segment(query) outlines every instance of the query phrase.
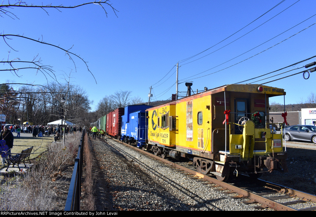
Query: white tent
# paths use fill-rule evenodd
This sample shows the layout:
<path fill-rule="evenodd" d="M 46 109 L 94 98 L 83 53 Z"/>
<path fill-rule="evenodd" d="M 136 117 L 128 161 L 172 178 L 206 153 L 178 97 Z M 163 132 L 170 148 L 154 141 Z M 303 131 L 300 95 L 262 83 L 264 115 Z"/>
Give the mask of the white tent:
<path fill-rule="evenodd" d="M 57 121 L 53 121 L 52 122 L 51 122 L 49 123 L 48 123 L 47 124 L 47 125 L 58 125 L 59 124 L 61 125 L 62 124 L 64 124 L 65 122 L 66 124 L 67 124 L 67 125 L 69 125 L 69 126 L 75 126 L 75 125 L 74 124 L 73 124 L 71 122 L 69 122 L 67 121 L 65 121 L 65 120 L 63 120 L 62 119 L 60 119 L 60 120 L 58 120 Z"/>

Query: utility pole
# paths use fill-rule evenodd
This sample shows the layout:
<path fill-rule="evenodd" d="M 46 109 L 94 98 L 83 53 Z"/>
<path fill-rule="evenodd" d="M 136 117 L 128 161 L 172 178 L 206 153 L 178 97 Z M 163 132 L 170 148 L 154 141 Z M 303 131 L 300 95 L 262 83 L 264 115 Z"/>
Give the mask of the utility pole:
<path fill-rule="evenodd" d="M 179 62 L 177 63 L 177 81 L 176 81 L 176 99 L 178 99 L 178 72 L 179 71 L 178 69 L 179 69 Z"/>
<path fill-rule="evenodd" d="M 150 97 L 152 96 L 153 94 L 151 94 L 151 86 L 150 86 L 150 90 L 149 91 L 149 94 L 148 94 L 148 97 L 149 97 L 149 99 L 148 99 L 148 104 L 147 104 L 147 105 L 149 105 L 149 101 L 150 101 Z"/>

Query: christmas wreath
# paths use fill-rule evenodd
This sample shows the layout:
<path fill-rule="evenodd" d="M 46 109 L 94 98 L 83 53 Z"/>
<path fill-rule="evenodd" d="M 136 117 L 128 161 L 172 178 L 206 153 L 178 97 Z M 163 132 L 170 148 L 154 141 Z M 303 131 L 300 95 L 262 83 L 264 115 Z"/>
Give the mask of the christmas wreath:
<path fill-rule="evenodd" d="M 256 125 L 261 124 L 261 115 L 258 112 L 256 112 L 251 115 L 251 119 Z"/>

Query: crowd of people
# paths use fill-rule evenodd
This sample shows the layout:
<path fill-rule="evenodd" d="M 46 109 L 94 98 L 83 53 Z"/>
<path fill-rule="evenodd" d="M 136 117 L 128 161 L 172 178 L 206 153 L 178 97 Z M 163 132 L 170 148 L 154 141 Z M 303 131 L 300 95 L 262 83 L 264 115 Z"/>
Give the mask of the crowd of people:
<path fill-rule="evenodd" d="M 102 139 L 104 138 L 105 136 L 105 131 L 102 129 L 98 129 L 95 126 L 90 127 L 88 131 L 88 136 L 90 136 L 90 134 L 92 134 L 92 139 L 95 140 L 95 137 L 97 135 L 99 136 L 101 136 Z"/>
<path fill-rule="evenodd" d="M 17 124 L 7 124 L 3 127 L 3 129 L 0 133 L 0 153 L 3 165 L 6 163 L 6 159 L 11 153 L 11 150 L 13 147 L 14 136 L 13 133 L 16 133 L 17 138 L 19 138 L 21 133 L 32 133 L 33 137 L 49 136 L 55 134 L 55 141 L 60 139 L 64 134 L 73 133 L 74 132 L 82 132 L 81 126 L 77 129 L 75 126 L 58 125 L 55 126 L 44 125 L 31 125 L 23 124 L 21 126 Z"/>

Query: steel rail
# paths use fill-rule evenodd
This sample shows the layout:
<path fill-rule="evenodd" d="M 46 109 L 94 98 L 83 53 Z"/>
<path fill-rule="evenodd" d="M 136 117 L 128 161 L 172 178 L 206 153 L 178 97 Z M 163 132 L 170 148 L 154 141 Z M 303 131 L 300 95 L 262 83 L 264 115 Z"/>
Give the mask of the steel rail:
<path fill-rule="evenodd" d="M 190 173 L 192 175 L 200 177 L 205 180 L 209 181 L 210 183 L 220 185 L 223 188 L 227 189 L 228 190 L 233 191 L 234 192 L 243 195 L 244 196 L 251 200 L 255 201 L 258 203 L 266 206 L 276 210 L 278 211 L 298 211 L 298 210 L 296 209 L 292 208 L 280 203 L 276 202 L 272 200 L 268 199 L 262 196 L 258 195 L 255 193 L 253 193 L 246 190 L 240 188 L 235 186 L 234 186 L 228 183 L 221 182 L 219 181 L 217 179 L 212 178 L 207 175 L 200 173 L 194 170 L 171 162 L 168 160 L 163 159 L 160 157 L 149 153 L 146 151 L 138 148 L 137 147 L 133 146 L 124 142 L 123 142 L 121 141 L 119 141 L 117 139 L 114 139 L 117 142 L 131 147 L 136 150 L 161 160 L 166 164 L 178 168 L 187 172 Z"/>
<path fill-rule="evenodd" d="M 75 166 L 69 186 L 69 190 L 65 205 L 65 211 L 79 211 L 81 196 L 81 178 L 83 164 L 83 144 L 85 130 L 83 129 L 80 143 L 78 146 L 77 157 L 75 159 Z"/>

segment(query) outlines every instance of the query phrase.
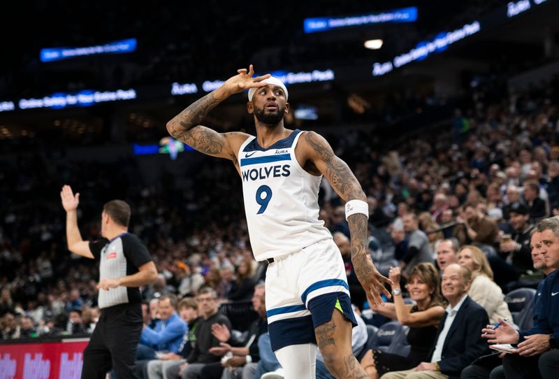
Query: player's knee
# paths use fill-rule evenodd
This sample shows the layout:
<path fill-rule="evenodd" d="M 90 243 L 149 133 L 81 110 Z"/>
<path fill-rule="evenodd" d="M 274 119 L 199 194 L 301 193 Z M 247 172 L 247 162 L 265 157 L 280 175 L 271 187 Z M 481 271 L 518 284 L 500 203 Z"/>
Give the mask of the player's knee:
* * *
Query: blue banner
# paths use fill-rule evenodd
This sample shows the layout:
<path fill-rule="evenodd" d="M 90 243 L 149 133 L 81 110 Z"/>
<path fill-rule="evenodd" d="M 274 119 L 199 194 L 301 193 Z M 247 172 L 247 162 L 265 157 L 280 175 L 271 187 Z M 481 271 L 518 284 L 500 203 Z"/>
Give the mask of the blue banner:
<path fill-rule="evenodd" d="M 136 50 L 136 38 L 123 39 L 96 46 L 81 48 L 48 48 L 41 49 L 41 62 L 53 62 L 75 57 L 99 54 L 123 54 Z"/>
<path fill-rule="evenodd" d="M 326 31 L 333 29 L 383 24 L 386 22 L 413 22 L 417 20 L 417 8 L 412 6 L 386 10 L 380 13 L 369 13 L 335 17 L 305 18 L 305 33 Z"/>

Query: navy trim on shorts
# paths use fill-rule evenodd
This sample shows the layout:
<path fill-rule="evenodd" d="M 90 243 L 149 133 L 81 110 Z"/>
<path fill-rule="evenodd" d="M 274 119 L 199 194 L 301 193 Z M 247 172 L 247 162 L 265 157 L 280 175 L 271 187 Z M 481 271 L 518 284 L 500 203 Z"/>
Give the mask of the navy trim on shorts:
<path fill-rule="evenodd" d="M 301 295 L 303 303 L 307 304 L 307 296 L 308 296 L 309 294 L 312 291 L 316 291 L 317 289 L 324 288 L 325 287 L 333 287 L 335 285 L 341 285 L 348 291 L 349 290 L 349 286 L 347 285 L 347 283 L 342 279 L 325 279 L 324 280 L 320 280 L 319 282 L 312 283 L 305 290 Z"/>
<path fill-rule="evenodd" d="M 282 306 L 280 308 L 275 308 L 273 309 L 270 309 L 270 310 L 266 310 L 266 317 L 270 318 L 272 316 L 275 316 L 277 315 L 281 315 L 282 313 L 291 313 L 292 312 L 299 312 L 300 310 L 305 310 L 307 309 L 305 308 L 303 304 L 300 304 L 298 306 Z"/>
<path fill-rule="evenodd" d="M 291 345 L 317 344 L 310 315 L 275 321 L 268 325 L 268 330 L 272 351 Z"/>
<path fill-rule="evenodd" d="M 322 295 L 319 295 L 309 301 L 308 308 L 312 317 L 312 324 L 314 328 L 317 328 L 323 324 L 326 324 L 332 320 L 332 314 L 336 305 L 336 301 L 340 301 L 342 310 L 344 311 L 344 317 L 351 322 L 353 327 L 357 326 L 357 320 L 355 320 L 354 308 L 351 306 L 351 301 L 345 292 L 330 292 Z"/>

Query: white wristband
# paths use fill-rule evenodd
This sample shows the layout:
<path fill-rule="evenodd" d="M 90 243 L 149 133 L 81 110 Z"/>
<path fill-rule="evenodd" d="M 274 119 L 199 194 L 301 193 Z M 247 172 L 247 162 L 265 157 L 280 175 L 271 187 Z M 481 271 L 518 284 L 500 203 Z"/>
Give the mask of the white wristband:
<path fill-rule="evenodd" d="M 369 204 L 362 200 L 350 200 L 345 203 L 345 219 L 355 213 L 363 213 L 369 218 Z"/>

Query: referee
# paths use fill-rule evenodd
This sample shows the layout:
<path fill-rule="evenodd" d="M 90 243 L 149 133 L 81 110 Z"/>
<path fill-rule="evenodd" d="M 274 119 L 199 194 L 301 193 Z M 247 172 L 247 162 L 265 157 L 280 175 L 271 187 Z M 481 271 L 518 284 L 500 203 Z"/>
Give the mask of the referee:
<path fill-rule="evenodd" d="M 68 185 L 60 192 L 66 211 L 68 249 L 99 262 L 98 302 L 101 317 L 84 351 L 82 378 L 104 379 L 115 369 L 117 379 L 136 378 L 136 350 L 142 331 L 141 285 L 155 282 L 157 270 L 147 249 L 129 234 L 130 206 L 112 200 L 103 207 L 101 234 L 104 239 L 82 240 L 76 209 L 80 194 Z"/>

> [Written problem] Select every line of the material that contains the string "banner", and copy each one. Case counts.

> [Exercise solution]
Query: blue banner
Give the mask of the blue banner:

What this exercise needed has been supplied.